Below are records that contain pictures; transcribe the text exactly and omit the pictures.

=== Section Start ===

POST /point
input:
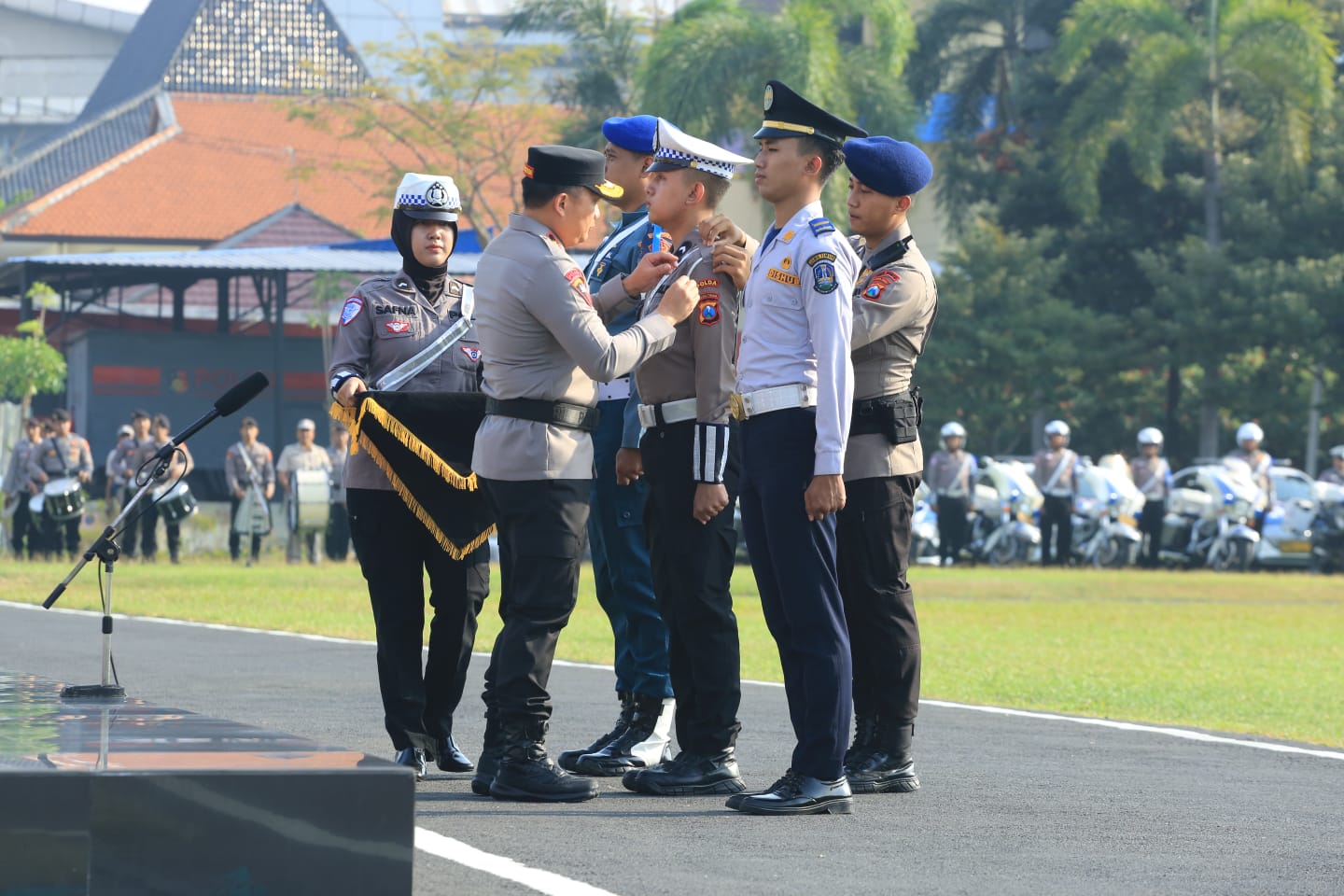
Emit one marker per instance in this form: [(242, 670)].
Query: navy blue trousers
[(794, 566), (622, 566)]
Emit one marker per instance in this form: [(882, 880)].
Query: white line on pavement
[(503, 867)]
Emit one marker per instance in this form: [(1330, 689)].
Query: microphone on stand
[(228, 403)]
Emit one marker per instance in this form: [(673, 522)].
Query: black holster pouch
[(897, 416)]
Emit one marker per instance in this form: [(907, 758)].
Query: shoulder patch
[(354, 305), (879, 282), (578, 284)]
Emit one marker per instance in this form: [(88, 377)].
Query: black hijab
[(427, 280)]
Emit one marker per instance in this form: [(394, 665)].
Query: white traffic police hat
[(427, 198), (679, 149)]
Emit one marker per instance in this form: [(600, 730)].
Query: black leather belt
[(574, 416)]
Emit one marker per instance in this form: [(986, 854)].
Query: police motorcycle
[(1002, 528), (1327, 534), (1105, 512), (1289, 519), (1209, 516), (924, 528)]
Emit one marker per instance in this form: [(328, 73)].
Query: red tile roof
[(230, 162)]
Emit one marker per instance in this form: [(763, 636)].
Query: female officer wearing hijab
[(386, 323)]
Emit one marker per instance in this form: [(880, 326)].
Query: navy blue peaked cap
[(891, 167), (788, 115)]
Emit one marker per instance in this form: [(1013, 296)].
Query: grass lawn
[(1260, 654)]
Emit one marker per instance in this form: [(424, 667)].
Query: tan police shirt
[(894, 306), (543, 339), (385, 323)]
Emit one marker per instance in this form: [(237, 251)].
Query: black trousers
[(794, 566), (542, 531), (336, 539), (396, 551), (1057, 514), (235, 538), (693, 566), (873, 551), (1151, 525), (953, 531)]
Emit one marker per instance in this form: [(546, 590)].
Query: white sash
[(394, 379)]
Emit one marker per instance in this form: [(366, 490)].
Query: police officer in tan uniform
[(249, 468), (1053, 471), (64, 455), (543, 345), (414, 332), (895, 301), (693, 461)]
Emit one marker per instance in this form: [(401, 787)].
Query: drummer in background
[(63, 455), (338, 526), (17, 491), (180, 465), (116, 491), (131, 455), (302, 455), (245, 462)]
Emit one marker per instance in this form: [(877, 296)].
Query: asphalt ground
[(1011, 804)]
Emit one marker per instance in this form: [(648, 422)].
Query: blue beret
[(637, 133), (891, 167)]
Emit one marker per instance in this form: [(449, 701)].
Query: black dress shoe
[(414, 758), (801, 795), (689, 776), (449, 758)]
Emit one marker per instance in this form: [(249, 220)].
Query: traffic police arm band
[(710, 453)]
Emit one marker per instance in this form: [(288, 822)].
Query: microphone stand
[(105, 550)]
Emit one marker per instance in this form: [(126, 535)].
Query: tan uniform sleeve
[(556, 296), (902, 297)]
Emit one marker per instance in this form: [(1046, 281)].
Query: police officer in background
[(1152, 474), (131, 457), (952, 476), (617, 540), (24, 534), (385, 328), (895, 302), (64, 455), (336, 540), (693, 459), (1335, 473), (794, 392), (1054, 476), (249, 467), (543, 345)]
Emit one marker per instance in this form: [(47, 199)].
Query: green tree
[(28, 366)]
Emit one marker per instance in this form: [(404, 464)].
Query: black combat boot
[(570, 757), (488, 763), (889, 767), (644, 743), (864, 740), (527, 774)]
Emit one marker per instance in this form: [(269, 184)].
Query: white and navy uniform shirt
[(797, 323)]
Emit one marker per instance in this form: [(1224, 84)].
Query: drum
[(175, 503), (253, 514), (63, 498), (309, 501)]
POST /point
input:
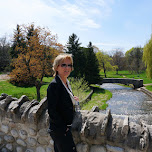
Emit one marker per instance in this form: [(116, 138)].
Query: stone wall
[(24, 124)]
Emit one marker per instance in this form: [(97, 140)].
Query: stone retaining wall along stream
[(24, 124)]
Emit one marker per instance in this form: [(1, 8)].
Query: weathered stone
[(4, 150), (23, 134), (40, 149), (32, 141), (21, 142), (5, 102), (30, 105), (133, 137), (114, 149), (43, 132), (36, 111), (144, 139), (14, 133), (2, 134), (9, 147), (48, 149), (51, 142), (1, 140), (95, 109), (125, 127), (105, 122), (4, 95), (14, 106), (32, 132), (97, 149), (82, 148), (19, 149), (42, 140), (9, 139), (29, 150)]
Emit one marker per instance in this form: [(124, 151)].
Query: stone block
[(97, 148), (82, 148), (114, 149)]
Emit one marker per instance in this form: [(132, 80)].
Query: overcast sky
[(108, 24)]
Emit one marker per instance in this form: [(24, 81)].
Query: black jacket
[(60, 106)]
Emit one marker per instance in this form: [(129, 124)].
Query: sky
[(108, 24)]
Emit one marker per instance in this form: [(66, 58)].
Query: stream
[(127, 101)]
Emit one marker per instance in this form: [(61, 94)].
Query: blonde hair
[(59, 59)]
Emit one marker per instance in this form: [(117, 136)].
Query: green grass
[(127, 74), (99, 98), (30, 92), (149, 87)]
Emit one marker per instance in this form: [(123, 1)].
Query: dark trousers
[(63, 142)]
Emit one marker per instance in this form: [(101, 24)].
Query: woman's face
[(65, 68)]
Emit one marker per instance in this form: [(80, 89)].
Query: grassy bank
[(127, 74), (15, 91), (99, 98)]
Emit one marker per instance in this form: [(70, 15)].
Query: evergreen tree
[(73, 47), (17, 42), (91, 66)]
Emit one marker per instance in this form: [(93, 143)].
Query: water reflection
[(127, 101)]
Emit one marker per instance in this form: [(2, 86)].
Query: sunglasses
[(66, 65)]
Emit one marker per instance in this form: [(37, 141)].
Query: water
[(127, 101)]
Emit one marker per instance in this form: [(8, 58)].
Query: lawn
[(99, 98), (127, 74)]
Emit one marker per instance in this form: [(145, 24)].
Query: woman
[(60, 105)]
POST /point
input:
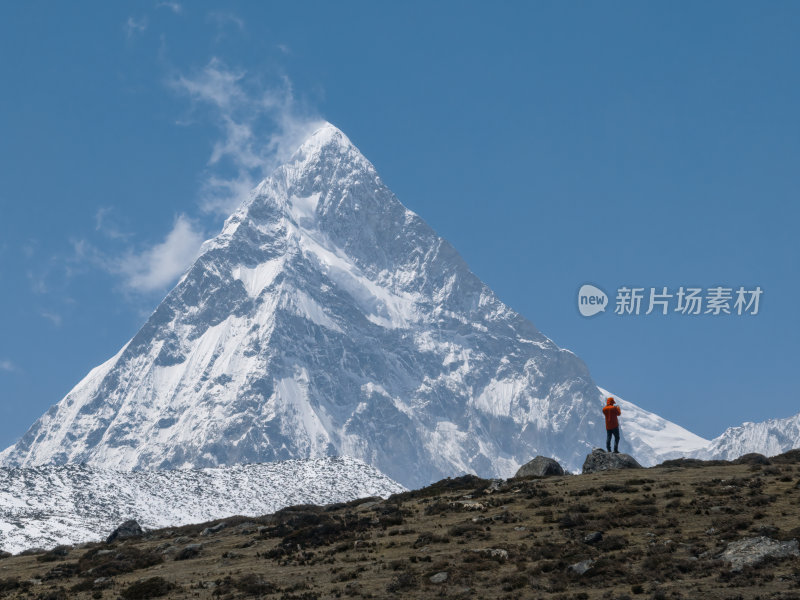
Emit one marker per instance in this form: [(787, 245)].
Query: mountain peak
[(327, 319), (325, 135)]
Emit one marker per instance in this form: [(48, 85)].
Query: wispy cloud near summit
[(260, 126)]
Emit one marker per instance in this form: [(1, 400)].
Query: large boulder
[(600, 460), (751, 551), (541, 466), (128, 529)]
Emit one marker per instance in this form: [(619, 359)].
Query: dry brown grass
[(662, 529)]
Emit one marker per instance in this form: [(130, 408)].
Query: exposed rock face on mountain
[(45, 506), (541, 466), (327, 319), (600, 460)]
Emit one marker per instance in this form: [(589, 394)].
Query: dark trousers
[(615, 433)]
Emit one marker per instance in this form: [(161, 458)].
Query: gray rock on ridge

=== Section End ===

## [Result]
POST /point
input:
Emit one marker per instance in this form: [(242, 670)].
Query: navy blue trousers
[(794, 566), (622, 566)]
Emit one marker per instance in this form: [(882, 880)].
Query: white line on pavement
[(503, 867)]
Emit one marker per instance in this form: [(1330, 689)].
Query: microphone on stand
[(228, 403)]
Emit one marker per instance in this form: [(673, 522)].
Query: black holster pouch
[(897, 416)]
Emit one marker per instance in this form: [(907, 758)].
Query: shoulder patch
[(354, 305), (879, 282), (578, 284)]
Emit one marker per instance in this form: [(88, 377)].
Query: black hijab
[(427, 280)]
Emit one marker per instance in this form: [(394, 665)].
Query: white traffic police hat
[(427, 198), (679, 149)]
Emit one marker per instance in this form: [(600, 730)].
Query: black leather belt
[(574, 416)]
Emit one marker per instance in this form: [(986, 854)].
Query: police motorcycle
[(1002, 528), (1327, 534), (1105, 512), (1289, 519), (1209, 516), (924, 528)]
Emit one marker per instance in this form: [(328, 73)].
Query: red tile roof
[(230, 162)]
Emit one marker per instance in this form: [(763, 636)].
Query: female officer wearing hijab
[(386, 323)]
Emit one marker per instance in this form: [(880, 326)].
Query: navy blue peaked cap
[(891, 167), (788, 115)]
Emit one marker per instance in this form: [(1013, 296)].
Query: grass lawn
[(1260, 654)]
Emit one marker per instance in this form: [(424, 667)].
Query: tan police shirt
[(894, 306), (543, 339), (385, 323)]
Emit one marker per instance in this form: [(237, 251)].
Query: black trousers
[(794, 566), (542, 531), (336, 539), (396, 551), (1057, 514), (235, 538), (693, 566), (873, 551), (1151, 525), (953, 531)]
Emit one marker per instance in this form: [(546, 590)].
Query: white sash
[(394, 379)]
Emit one marker per instance in this form: [(366, 490)].
Query: police officer in tan uniform
[(249, 468), (1053, 471), (64, 455), (543, 345), (414, 332), (895, 301), (693, 461)]
Emit one marker per instance in this form: [(401, 787)].
Query: drummer in background
[(63, 455), (338, 526), (17, 491), (180, 465), (116, 491), (131, 455), (302, 455), (245, 462)]
Emit one marker per instance in this form: [(877, 296)].
Query: asphalt ground
[(1011, 804)]
Emit one marker per instance in this form: [(648, 422)].
Query: blue beret
[(637, 133), (891, 167)]
Emit one marker per instance in this form: [(449, 701)].
Query: black dress shoe
[(414, 758), (801, 795), (689, 776), (449, 758)]
Emit one marker per instance in this form: [(249, 220)].
Query: traffic police arm band
[(710, 453)]
Emit one marker per instance in this form: [(288, 822)].
Query: microphone stand
[(105, 550)]
Emit one marker per instance in this form: [(126, 535)].
Query: tan uniform sleeve
[(556, 296), (902, 297)]
Emit one marker per instance in this form: [(1046, 281)].
Query: police officer in background
[(1152, 474), (131, 457), (952, 476), (617, 540), (24, 534), (385, 328), (895, 302), (64, 455), (336, 540), (693, 459), (1335, 473), (794, 392), (1054, 476), (249, 467), (543, 345)]
Emit one marker per instance in this form: [(47, 199)].
Query: green tree
[(28, 366)]
Emit one marker per instance in this form: [(404, 464)].
Query: black combat boot
[(570, 757), (488, 763), (889, 767), (644, 743), (864, 740), (527, 774)]
Emit one marker per instance in this form: [(269, 184)].
Query: white and navy uniform shirt
[(797, 323)]
Emit one marker per instance in this form: [(1224, 84)].
Query: drum
[(175, 503), (253, 514), (63, 498), (309, 501)]
POST /point
input:
Emit one marker per instance in this form: [(116, 138)].
Query: stone wall
[(24, 124)]
Emit one marker per instance in this form: [(97, 140)].
Query: stone retaining wall along stream
[(24, 124)]
Emit one marker per instance in this form: [(1, 8)].
Query: weathered stone
[(4, 150), (23, 134), (40, 149), (32, 141), (21, 142), (5, 102), (30, 105), (133, 137), (114, 149), (43, 132), (36, 111), (144, 139), (14, 133), (2, 134), (9, 147), (48, 149), (51, 142), (1, 140), (95, 109), (125, 127), (105, 122), (4, 95), (14, 106), (32, 132), (97, 149), (82, 148), (19, 149), (42, 140), (9, 139), (29, 150)]
Emit one marker per instance in this form: [(124, 151)].
Query: stone block
[(97, 148), (82, 148), (114, 149)]
Emit one marker per instance in this form: [(132, 80)].
Query: overcast sky
[(108, 24)]
Emit one marker per instance in this form: [(24, 81)].
Query: black jacket
[(60, 106)]
Emit one marker per instance in this form: [(129, 124)].
Query: sky
[(108, 24)]
Emit one marker per instance in this form: [(66, 58)].
Query: stream
[(127, 101)]
Emit one marker per instance in this form: [(61, 94)].
Query: blonde hair
[(59, 59)]
Emit one marker per instance in this form: [(117, 136)].
Query: green grass
[(127, 74), (99, 98), (30, 92), (149, 87)]
Emit one marker per instance in this form: [(123, 1)].
Query: dark trousers
[(63, 142)]
Emit one marker per instance in this form: [(101, 24)].
Query: woman's face
[(65, 68)]
Emit one marker per instance in this form: [(80, 89)].
Query: grassy bank
[(127, 74), (15, 91), (99, 98)]
Emit one marker per instance in this form: [(70, 15)].
Query: evergreen tree
[(73, 47), (17, 42), (91, 66)]
Emit one marker per instance in this form: [(93, 143)].
Query: water reflection
[(127, 101)]
Emit one marker per instance in this form: [(2, 86)].
Query: sunglasses
[(66, 65)]
Emit one marker per instance in this form: [(37, 141)].
Query: water
[(127, 101)]
Emit one marker per instance in this form: [(8, 58)].
Query: lawn
[(99, 98), (127, 74)]
Emit one marker per instance in this form: [(145, 24)].
Query: woman
[(60, 105)]
POST /point
input:
Emit one marker per instance in this form: [(787, 245)].
Query: mountain peak
[(327, 319), (325, 135)]
Emit one marker per instance in this form: [(48, 85)].
Query: wispy cloud near summit
[(260, 126)]
Emit one marker per instance in this form: [(1, 400)].
Query: large boulder
[(600, 460), (751, 551), (541, 466), (128, 529)]
Emit one marker per instance in this form: [(619, 359)].
Query: dry brown grass
[(662, 529)]
Emit one marker per instance in this form: [(130, 408)].
Query: exposed rock face on mountain
[(45, 506), (541, 466), (327, 319), (600, 460)]
Emit one marker per instance in this form: [(589, 394)].
Query: dark trousers
[(615, 433)]
Emit one marker per instance in this form: [(161, 458)].
Query: gray rock on ridge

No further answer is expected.